• [Work item] Starting from the first line below, repeat the data exactly through to the last.

[Data entries]
━━━━━━━━

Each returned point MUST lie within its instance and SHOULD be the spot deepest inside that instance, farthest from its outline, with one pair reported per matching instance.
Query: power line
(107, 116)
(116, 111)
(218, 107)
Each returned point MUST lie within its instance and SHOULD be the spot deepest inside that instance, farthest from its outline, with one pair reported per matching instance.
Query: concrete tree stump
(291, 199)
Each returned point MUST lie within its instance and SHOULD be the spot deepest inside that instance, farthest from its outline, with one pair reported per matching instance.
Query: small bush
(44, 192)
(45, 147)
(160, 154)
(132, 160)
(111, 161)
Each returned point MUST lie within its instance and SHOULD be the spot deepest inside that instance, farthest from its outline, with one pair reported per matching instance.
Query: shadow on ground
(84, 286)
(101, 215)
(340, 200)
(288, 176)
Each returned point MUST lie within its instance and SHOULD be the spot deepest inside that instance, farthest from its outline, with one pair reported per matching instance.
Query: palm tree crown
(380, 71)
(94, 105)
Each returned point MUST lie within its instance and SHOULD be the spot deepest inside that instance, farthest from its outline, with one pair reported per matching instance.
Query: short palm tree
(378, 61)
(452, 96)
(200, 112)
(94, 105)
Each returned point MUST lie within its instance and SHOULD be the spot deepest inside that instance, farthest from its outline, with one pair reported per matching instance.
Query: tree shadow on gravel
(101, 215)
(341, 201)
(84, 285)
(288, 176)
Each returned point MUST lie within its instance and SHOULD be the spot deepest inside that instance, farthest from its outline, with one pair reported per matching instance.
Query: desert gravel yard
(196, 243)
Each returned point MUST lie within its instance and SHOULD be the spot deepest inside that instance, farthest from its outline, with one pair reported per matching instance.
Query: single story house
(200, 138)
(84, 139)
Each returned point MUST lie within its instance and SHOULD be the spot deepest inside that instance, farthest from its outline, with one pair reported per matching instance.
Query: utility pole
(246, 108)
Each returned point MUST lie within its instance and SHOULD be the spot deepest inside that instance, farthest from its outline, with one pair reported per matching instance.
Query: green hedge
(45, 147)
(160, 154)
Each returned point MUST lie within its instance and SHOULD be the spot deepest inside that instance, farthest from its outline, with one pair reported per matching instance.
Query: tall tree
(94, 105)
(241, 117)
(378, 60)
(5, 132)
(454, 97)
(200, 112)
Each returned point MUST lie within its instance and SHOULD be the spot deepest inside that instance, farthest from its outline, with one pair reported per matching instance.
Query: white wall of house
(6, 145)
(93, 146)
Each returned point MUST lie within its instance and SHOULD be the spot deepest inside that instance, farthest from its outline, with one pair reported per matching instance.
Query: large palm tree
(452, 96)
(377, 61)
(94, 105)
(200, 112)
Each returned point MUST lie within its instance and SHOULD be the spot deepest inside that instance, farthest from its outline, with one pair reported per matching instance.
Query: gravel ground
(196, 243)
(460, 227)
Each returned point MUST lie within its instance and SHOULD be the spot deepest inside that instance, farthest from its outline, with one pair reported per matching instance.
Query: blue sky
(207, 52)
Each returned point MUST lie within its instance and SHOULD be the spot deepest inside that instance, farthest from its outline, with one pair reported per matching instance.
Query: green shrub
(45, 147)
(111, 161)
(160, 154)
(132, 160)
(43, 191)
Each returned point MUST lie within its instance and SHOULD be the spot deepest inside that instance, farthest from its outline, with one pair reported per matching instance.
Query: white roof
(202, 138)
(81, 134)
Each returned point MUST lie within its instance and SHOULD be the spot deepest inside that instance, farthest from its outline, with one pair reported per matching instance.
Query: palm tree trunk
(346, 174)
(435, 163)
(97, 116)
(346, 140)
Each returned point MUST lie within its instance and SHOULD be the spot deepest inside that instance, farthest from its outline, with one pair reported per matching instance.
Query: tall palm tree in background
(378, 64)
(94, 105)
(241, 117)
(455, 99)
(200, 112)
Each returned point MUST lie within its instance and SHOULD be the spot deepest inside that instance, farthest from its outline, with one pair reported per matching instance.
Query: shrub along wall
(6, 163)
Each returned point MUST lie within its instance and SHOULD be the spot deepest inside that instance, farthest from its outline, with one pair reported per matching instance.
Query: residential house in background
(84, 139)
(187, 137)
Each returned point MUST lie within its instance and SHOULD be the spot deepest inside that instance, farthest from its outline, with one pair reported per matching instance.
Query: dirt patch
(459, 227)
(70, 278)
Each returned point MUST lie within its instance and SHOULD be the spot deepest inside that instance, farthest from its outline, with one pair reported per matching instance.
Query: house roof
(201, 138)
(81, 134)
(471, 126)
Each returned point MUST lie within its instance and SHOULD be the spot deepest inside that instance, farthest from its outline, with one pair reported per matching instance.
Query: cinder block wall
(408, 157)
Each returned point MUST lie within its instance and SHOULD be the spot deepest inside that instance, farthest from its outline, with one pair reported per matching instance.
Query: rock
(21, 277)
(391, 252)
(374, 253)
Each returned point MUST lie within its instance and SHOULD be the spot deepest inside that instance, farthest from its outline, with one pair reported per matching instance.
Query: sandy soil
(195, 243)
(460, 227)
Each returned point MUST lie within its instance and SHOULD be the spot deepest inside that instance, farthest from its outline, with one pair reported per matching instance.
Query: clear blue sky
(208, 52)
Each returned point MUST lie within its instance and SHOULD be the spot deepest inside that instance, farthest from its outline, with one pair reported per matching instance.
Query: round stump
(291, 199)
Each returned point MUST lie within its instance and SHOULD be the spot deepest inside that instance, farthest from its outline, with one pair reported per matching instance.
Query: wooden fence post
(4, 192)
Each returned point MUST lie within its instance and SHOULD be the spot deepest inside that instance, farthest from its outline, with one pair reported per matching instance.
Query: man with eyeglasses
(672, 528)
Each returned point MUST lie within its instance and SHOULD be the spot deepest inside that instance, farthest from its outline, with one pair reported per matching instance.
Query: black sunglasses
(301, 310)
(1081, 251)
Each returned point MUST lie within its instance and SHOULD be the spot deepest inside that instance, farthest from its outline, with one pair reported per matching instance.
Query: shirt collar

━━━━━━━━

• [Answer to this problem]
Each returned point MUST lie within its instance and SHOULD be the spot deepest inside that instance, farthest from its outline, with one pair reported per matching instance.
Query: power line
(107, 116)
(116, 111)
(218, 107)
Each returned point MUST lie within its instance and SHOULD be the spot deepest inside that instance, farthest from its outline, with one pair reported per matching instance.
Query: concrete tree stump
(291, 199)
Each returned point MUST lie within its instance and SHOULD be the spot deepest inside that instance, farthest from its outline, with one pair reported per matching instance.
Query: small bush
(44, 192)
(45, 147)
(160, 154)
(132, 160)
(111, 161)
Each returned point MUST lie within its instance and SHOULD be the spot deepest inside that instance, farthest from its outline, with one pair reported per matching instance.
Query: shadow on ground
(84, 286)
(101, 215)
(340, 200)
(288, 176)
Each returned point MUST lie within its instance and SHOULD be the spot deepest inside that instance, farthest from its outline, with one pair reported per matching instance.
Query: palm tree crown
(380, 71)
(94, 105)
Each returned point MUST lie within its instance and SHOULD be the spot deepest inside that instance, farthest from its outline, with one pair reported per matching instance.
Query: short palm tree
(378, 61)
(452, 96)
(200, 112)
(94, 105)
Each returned point MUST lie within its instance and SHOULD be the spot deepest inside that instance, farthest from its outline, with one pair reported per matching instance.
Query: tree shadow on gravel
(101, 215)
(341, 201)
(84, 285)
(288, 176)
Each returned point MUST lie within its instance and SHOULD be the spot deepest inside that instance, farthest from its outline, with one pair reported per matching instance.
Query: desert gravel yard
(196, 243)
Each returned point MUST lie within its instance and SHOULD be the spot deepest inside that instance, farthest from its outline, with one pair reported per matching instance.
Query: single story house
(200, 138)
(84, 139)
Each returned point MUST lie within its instance and SHOULD be the spot deepest inside that instance, farthest from its outline, with one pair reported per matching instance.
Query: utility pole
(246, 108)
Each returned point MUST lie within its instance and SHOULD be the spot deepest inside that instance, farthest from its outline, with one pair reported per matching instance.
Query: green hedge
(45, 147)
(160, 154)
Each returned point MUST lie within its instance and SHOULD be the spot deepest inside that instance, farthest from its outline, with one pair reported per matching instance.
Query: tall tree
(94, 105)
(241, 117)
(378, 60)
(5, 132)
(454, 97)
(200, 112)
Each returned point MUST lie within its instance and SHOULD be the spot deepest inside that instance, farthest from its outline, with one pair reported per matching instance.
Query: white wall of house
(6, 145)
(93, 146)
Each returned point MUST lie within its instance and SHOULD be the spot deepest inside that instance, farthest from its outline, with one pair reported per matching instance.
Query: large palm tree
(452, 96)
(377, 61)
(94, 105)
(200, 112)
Each returned point MUST lie within its instance and SHOULD be the spot deepest inside that instance, farthest from its outline, with one pair reported per matching instance.
Query: gravel ground
(196, 243)
(460, 227)
Each returned point MUST lie within its instance and SHOULD be the spot deepest inside that instance, farthest from its outline, with one pair reported per matching instance.
Query: blue sky
(207, 52)
Each returned point MUST lie within its instance and SHOULD be the spot deepest inside that instance, farthest from its outline, with one pair reported per matching instance.
Query: green shrub
(45, 147)
(111, 161)
(160, 154)
(132, 160)
(43, 191)
Each returned point MUST lie within its instance and SHOULD be the spot deepest inside that instance, farthest from its outline, with one pair reported per matching instance.
Query: white roof
(202, 138)
(81, 134)
Each returned point MUST lie within its instance and SHOULD be the spot deepest inside that instance, farthest from its outline, with one pair reported per matching instance.
Query: palm tree trunk
(346, 174)
(435, 163)
(97, 116)
(346, 140)
Each returned point MUST lie within its instance and SHOULD be the spot deepest inside that instance, farthest from its outline, with one pair reported per matching instance.
Query: tall palm tree in background
(378, 64)
(94, 105)
(241, 117)
(455, 99)
(200, 112)
Each returned point MUST lie within its instance and SHOULD be the spot deepest inside that instance, farthest from its outline, with one pair reported per matching instance.
Query: shrub along wall
(6, 163)
Each returned point MUST lie within its instance and SHOULD be the spot deepest inside that instance, farthest from its outline, with one pair reported per matching instance.
Query: residential house in background
(84, 139)
(187, 137)
Each returned point MUST lie within its instance and SHOULD be the spot deepest inside that instance, farthest from its outline, with one pair reported per matching instance.
Query: dirt patch
(459, 227)
(70, 278)
Each returned point MUST lie within its instance and SHOULD be the spot deepest inside that instance, farthest from its outline, with one pair reported per matching instance.
Query: house roof
(201, 138)
(81, 134)
(471, 126)
Each returned point MUST lie within its instance and SHOULD be the spot deepest inside that instance, farthest from its outline, with one pair reported per matching instance.
Query: cinder block wall
(408, 157)
Each returned point MUST lie within its instance and SHOULD be the spot deepest inside that instance, farthest from its outline, with one pair reported per matching instance.
Query: rock
(21, 277)
(391, 252)
(374, 253)
Each returned point MUST lie within its instance and SHOULD be the spot deepest inside that instance, farthest from its outline, with one pair reported per matching instance.
Query: sandy soil
(195, 243)
(460, 227)
Each returned point MUST lie within its instance and SHOULD be the spot deepest inside that instance, farthest from its outline, with one pair reported per matching instance.
Query: clear blue sky
(208, 52)
Each returned point MUST lie within its instance and SHOULD be the spot deepest inside that instance, farthest from its outline, with one pair reported per matching instance.
Query: round stump
(291, 199)
Each returned point MUST lie within its instance and SHOULD be the spot deepest inside that instance, farthest from its outline, with one pair reported per matching instance.
Query: wooden fence post
(4, 192)
Each returned point MUST lie within its instance and SHOULD be the spot deepest inside that instance, farthest from its outline, with one pair reported per matching instance.
Query: man with eyeglasses
(672, 528)
Each returned point MUST lie within its instance and SHOULD be the spot deepest inside that instance, farthest from its outline, with one pair reported per matching instance.
Query: black sunglasses
(301, 310)
(1081, 251)
Each returned point MUST lie within its instance and SHOULD be the spot deepest inside that instance, farthest from its outline, with one pair reported per matching instance.
Query: shirt collar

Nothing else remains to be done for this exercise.